On Friday, May 26, a total of 26 therapists from 18 local public institutions, private and faith-based Organisations completed courses on new methods and techniques for successfully coping with mental conditions.
Trainees include staff who provide counselling-related services at their respective institutions, and each is assigned to a team of other five people to share knowledge, coach and supervise the application of the acquired knowledge.
The training, which began in October 2021 and runs until May 2023, was organised by the Rwanda Protestant Council in partnership with TraumAid Germany and funded by Bread for the World.
According to Pastor Samuel Rugambage, Secretary General of the Rwanda Protestant Council, participants have gained new skills to advance service delivery while dealing with the increasing number of cases of depression.
“We still have cases of trauma as consequences of the 1994 Genocide against the Tutsi. Again, the Covid 19 pandemic and domestic conflicts also caused depression among the people,” he said, adding that they expect positive changes in tackling depression cases in the country.

PROVIDED MATERIAL:
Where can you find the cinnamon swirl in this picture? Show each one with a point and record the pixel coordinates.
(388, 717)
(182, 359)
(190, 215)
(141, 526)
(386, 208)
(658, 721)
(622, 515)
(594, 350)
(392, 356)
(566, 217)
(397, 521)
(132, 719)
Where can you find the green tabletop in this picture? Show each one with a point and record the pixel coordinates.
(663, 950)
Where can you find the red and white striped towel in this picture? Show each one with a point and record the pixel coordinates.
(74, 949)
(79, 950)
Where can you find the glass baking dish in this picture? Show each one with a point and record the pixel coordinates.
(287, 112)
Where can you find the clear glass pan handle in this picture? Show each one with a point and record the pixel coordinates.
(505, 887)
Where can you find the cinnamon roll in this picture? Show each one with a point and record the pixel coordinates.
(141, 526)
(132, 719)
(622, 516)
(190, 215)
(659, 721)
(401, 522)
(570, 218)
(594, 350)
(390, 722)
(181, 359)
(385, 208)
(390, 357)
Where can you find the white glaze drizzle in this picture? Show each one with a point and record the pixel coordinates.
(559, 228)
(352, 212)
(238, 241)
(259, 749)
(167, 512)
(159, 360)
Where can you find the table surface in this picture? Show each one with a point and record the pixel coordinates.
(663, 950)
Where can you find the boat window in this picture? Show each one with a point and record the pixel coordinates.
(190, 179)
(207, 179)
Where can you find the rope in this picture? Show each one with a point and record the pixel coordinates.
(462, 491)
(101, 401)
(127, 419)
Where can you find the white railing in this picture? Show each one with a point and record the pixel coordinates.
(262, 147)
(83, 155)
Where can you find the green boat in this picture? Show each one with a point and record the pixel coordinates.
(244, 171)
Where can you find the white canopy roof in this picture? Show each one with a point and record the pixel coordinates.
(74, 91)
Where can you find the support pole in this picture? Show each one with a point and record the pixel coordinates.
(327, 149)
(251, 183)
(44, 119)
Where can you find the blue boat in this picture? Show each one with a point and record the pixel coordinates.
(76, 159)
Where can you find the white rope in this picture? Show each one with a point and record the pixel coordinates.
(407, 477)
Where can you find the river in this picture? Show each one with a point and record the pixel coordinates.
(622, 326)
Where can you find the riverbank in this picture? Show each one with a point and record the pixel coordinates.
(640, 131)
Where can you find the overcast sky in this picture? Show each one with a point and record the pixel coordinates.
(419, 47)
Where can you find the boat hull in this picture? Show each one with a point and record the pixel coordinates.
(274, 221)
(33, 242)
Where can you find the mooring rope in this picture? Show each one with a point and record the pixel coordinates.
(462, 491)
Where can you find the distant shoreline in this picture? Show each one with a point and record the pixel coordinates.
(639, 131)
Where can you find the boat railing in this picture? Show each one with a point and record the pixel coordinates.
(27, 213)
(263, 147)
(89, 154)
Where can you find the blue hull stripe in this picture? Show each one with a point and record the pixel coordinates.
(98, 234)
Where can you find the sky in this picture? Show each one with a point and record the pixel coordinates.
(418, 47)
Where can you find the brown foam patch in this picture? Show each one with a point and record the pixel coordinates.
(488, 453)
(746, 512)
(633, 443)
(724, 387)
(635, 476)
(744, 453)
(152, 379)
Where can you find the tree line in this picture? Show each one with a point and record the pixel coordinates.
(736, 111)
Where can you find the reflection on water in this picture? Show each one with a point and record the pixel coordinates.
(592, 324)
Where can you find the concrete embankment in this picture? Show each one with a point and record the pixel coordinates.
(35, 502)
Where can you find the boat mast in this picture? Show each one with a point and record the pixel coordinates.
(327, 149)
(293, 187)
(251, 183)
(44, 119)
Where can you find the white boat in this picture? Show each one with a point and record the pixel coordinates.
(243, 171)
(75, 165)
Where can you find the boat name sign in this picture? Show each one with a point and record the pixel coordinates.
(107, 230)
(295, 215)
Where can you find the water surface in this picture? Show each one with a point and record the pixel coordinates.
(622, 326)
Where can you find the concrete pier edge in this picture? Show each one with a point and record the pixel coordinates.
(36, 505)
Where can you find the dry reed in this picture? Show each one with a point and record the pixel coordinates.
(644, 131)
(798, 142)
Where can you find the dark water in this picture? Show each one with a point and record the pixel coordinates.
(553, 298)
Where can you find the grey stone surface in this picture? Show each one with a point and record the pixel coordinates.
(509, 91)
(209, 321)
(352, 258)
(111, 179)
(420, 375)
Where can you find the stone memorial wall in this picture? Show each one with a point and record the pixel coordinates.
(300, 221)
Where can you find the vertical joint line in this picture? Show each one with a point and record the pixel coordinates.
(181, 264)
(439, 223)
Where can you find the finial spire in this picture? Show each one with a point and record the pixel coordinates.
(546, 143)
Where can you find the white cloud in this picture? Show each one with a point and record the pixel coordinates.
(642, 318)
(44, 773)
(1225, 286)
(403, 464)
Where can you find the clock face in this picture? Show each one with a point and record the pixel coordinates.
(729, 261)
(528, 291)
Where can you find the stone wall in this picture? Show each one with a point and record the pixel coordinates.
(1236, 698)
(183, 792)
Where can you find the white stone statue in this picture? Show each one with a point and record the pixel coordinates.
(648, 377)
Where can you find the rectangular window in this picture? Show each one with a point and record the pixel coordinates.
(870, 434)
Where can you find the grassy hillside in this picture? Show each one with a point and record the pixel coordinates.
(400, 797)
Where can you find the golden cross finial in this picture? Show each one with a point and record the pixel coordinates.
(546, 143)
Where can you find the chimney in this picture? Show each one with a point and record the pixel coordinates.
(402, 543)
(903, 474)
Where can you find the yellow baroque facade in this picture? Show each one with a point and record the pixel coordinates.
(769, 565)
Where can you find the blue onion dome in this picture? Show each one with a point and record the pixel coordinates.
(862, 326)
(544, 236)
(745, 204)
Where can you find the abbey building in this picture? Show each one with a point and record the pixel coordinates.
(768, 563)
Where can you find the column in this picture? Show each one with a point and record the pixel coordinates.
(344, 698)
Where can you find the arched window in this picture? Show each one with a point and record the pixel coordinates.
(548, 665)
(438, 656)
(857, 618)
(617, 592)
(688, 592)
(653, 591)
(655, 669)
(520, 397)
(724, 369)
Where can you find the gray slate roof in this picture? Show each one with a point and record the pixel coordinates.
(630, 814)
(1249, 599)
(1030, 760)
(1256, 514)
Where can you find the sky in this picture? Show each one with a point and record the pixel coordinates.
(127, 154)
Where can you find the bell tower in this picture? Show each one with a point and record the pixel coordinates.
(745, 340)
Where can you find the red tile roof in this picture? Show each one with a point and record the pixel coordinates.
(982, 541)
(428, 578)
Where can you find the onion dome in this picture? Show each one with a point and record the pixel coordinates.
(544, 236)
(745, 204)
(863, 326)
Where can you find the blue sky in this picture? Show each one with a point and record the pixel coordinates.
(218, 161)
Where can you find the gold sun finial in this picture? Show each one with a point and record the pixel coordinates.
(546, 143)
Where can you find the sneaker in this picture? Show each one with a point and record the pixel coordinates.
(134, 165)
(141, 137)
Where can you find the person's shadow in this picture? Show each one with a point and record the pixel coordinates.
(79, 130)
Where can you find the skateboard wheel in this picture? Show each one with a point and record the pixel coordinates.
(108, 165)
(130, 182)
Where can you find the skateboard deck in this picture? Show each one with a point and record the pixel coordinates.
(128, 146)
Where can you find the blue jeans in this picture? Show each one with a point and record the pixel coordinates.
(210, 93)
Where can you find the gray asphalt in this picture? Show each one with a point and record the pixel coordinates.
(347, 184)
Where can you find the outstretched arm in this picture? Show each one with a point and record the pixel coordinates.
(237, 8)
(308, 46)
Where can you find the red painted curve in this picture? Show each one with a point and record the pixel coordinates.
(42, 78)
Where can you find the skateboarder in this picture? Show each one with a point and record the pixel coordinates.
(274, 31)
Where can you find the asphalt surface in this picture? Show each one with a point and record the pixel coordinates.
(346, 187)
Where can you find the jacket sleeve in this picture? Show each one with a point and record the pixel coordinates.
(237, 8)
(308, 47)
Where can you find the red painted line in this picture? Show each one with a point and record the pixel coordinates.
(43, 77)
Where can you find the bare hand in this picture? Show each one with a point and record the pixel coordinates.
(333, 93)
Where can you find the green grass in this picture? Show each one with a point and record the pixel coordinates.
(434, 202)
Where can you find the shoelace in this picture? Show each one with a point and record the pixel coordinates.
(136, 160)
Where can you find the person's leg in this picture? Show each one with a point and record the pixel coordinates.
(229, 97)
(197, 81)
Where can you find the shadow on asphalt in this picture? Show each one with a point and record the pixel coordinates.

QUESTIONS:
1. According to the article on the therapist training, which organization funded the training?
2. Print the part of the therapist training article starting at "Trainees include staff" and ending at "for the World.".

EXPECTED RESPONSES:
1. Bread for the World

2.
Trainees include staff who provide counselling-related services at their respective institutions, and each is assigned to a team of other five people to share knowledge, coach and supervise the application of the acquired knowledge.
The training, which began in October 2021 and runs until May 2023, was organised by the Rwanda Protestant Council in partnership with TraumAid Germany and funded by Bread for the World.